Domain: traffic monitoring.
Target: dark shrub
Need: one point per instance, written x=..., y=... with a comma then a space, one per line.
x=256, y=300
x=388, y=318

_ _ _ _ _

Exercise task:
Copy out every line of the listing above, requests included, but multiply each x and y coordinate in the answers by 0.7 and round the result to a whole number, rounding halves up.

Written response:
Domain: traffic monitoring.
Target: dark shrub
Need: one point per instance, written x=..., y=... with a comma then a space, one per line.
x=179, y=210
x=272, y=223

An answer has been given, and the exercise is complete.